▶ **TRECHO DE ORIGEM**:
···

Na verdade, o Requerente não apresentou o pedido de pronúncia arbitral pugnando pela ilegalidade do ato de indeferimento da sua inscrição como residente não habitual. Por esta razão, o caso sub judice afasta-se do decidido nos processos do CAAD n.º796/2022 e n.º906/2023[2] e do Ac. do TC n.º 718/2017.
Os Acórdãos n.º 0824/23.9 BESNT (29.05.2024) e n.º 01750/22.6 BEPRT (15.01.2025) do STA não colidem com este entendimento. Cumpre referir, em primeiro lugar, que os Acórdãos citados não apreciam a questão da competência material do CAAD, não se justificando por isso, aqui, a sua invocação.
No caso em apreço, o Requerente impugnou o ato de liquidação, o qual teve por base, entre outros pressupostos, o não enquadramento do Requerente no regime do residente não habitual.
Considerando a formulação do presente pedido arbitral, tal qual vem exposta no pedido arbitral, o qual versa sobre a impugnação de ato de liquidação de imposto, expressamente prevista no artigo 2º, nº1, alínea a) do RJAT como matéria de competência dos tribunais arbitrais constituídos no âmbito do CAAD, conclui-se pela improcedência da exceção de incompetência material suscitada pela AT.
Por igualdade de razões, estando em causa uma liquidação, improcede igualmente, com os fundamentos supra invocados, a alegada impropriedade do meio processual. O pedido de pronúncia arbitral é o meio processual adequado para sindicar a legalidade de uma liquidação de IRS (art. 10º, n.º2, als. b) e c) do RJAT).
3. Litispendência
A Requerida invoca também a litispendência entre a ação sub judice e a ação que está a correr no Tribunal Central Administrativo do Sul, após recurso entreposto da sentença proferida pelo Tribunal Tributário de Lisboa (proc. n.º 1477/21.6 BELRS).
A litispendência constitui exceção dilatória que obsta a que o tribunal conheça do mérito da causa – cf. artigos 576º, nºs 1 e 2 e 577º, i), CPC. Trata-se de exceção que deve ser objeto de conhecimento oficioso pelo tribunal e que pressupõe a repetição de uma causa – cf. artigos 578º e 580º, nº 1, CPC
Existe litispendência quando o conflito em discussão nos autos constitui o objeto de outra ação judicial, ainda pendente, devendo tal exceção ser deduzida na que foi proposta em segundo lugar – cf. artigo 582º, nº 1, CPC. Por outro lado, “considera-se proposta em segundo lugar a ação para a qual o réu foi citado posteriormente” ou, em caso de citação efetuada em ambas as ações no mesmo dia, haverá que atender à ordem de entrada das respetivas petições iniciais – cf. artigo 582º, nºs 2 e 3, CPC.

···

▶ **EXERCÍCIO PROPOSTO A**: Transcreva sem nenhuma alteração os registros, começando na linha que contém "of the distant" e parando no fim dos registros.

···

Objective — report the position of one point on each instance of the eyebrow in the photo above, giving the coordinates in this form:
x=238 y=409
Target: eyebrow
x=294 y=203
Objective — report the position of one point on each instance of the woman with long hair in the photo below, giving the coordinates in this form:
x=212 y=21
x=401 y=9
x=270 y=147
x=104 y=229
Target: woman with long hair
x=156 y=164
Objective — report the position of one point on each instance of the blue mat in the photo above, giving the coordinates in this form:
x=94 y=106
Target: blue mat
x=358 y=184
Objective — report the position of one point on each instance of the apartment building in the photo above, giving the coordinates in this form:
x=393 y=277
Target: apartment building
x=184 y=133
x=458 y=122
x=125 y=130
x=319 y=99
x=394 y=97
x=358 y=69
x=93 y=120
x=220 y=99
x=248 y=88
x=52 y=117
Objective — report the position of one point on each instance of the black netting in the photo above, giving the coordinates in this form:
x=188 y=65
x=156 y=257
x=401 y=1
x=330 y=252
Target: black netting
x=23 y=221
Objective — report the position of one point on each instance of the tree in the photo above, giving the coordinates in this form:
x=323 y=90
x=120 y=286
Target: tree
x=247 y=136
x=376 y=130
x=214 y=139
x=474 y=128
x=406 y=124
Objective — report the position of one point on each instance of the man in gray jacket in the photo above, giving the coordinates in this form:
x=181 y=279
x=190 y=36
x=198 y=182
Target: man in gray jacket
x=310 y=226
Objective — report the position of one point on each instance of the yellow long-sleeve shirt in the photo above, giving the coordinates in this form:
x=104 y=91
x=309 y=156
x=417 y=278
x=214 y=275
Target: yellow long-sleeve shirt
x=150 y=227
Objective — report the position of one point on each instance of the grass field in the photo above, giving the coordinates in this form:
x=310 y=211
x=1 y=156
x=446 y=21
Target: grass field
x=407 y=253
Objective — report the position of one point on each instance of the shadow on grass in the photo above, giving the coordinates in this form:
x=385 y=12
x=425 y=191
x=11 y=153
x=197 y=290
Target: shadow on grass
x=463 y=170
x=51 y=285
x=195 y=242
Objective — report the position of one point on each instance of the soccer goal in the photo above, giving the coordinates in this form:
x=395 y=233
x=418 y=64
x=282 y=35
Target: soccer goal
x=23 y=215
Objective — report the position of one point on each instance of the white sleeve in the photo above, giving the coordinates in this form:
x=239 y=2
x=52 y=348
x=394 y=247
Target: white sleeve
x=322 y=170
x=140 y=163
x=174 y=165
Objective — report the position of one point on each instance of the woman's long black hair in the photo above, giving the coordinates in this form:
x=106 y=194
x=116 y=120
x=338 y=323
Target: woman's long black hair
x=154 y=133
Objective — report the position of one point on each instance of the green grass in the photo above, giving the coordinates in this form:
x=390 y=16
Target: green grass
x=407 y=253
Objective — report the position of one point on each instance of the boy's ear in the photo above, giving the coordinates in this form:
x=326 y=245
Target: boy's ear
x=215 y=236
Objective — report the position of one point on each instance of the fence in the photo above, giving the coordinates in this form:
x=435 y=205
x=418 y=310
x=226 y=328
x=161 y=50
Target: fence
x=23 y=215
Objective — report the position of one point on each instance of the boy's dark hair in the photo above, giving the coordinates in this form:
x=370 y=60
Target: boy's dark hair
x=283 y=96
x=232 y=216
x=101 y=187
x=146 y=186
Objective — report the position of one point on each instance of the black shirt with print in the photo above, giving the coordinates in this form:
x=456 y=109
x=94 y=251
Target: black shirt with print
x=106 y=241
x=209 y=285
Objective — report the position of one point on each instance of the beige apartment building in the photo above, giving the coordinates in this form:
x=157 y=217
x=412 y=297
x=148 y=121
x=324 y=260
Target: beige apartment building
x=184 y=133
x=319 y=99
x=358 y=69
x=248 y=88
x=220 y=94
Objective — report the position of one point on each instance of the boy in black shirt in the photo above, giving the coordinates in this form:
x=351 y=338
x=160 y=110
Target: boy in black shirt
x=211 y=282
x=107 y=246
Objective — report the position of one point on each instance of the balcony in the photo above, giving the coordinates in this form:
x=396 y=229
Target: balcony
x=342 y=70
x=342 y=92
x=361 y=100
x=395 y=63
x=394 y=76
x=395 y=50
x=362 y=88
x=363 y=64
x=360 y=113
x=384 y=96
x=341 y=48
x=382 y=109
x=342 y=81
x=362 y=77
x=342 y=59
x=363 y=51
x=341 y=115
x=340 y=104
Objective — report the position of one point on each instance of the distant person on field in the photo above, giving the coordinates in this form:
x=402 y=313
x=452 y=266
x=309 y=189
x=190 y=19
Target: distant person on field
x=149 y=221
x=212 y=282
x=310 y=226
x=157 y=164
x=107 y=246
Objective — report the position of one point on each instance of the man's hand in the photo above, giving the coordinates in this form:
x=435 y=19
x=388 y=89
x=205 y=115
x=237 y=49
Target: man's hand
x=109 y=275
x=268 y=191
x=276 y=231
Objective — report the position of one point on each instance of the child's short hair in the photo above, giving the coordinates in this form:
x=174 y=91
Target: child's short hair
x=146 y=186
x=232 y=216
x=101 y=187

···

▶ **EXERCÍCIO PROPOSTO B**: Extraia do trecho de origem, sem mudar nada, a parte que começa nas palavras "Os Acórdãos n.º" e termina logo depois de "a sua invocação.".

▶ **RESPOSTA ESCRITA A**:
Objective — report the position of one point on each instance of the distant person on field in the photo above, giving the coordinates in this form:
x=402 y=313
x=452 y=266
x=309 y=189
x=190 y=19
Target: distant person on field
x=149 y=221
x=212 y=282
x=310 y=226
x=157 y=164
x=107 y=246
Objective — report the position of one point on each instance of the man's hand in the photo above, giving the coordinates in this form:
x=435 y=19
x=388 y=89
x=205 y=115
x=237 y=49
Target: man's hand
x=109 y=275
x=268 y=191
x=276 y=231
Objective — report the position of one point on each instance of the child's short hair in the photo above, giving the coordinates in this form:
x=174 y=91
Target: child's short hair
x=146 y=186
x=232 y=216
x=101 y=187

▶ **RESPOSTA ESCRITA B**:
Os Acórdãos n.º 0824/23.9 BESNT (29.05.2024) e n.º 01750/22.6 BEPRT (15.01.2025) do STA não colidem com este entendimento. Cumpre referir, em primeiro lugar, que os Acórdãos citados não apreciam a questão da competência material do CAAD, não se justificando por isso, aqui, a sua invocação.